- AUFGABE: Sammle aus der folgenden Liste alle Zeilen, in denen die Zeichenfolge „placemat“ vorkommt. Groß- und Kleinschreibung wird dabei unterschieden.

#### ZU VERWENDENDE LISTE

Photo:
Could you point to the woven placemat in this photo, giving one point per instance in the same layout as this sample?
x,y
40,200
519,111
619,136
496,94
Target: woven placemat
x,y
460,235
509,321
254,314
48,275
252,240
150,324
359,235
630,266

########

- LÖSUNG:
Could you point to the woven placemat in this photo, giving one point per instance in the same layout as this sample?
Target: woven placemat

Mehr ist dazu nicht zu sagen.